**Task goal**. Output the lines of the listing as a JSON list of strings, one string per line and no blank lines, starting with the line containing "of the yellow" and continuing through the line containing "x=784, y=450".

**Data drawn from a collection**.
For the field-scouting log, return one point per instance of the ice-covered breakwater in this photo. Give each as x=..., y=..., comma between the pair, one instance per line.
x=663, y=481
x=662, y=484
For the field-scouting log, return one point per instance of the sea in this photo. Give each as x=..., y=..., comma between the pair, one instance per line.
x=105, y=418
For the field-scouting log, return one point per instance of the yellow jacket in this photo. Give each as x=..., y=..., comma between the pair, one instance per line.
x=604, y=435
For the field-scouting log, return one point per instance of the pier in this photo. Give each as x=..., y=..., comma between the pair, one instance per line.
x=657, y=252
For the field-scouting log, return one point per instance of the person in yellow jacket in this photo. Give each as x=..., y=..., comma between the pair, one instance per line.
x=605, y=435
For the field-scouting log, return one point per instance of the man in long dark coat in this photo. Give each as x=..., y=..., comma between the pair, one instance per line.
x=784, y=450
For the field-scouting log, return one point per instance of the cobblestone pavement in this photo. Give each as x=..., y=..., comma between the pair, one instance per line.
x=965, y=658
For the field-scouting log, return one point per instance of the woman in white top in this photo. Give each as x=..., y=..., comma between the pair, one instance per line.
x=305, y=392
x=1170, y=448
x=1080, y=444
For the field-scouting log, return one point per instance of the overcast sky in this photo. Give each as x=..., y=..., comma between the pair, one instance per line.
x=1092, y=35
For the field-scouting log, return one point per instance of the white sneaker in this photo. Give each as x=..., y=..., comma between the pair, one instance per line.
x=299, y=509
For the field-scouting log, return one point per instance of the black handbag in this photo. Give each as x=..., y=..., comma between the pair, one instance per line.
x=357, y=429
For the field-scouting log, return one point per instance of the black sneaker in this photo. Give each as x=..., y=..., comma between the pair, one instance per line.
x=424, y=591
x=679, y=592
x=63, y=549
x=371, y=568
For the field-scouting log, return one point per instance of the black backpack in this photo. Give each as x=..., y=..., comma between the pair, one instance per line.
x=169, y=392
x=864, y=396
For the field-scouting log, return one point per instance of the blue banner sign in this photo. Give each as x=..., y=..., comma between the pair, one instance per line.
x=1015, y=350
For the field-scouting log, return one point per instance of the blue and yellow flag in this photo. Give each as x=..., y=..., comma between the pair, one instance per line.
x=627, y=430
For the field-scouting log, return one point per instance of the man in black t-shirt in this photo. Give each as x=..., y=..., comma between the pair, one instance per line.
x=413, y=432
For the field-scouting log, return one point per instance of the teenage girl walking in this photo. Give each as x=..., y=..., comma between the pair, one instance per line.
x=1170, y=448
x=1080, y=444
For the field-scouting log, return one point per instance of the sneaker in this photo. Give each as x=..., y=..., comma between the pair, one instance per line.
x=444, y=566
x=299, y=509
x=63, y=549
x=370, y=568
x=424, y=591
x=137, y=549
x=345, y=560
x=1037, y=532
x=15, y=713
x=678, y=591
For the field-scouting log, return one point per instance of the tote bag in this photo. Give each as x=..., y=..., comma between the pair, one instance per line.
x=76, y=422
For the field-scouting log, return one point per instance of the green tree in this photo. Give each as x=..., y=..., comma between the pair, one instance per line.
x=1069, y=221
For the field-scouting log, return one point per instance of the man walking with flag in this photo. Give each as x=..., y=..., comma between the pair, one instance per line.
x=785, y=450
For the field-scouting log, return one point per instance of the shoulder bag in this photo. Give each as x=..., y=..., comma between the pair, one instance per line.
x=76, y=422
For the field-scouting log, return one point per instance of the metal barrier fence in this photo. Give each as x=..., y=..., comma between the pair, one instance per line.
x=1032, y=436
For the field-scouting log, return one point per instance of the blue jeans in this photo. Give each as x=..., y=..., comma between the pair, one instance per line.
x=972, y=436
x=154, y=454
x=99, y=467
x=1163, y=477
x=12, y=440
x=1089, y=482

**Exercise response**.
[
  "For the field-scouting log, return one point per instance of the yellow jacket in this photo. Give each as x=..., y=..., comma between the pair, one instance per line.",
  "x=604, y=435",
  "For the field-scouting log, return one point per instance of the pier in this photo. Give each as x=..., y=..., comma between the pair, one instance per line.",
  "x=657, y=252",
  "For the field-scouting log, return one point per instance of the person in yellow jacket in this photo. Give each as x=..., y=..., comma between the pair, one instance per line.",
  "x=605, y=435",
  "For the field-scouting log, return one point per instance of the man in long dark coat in this photo. Give each as x=..., y=..., comma between the pair, one instance per line.",
  "x=784, y=450"
]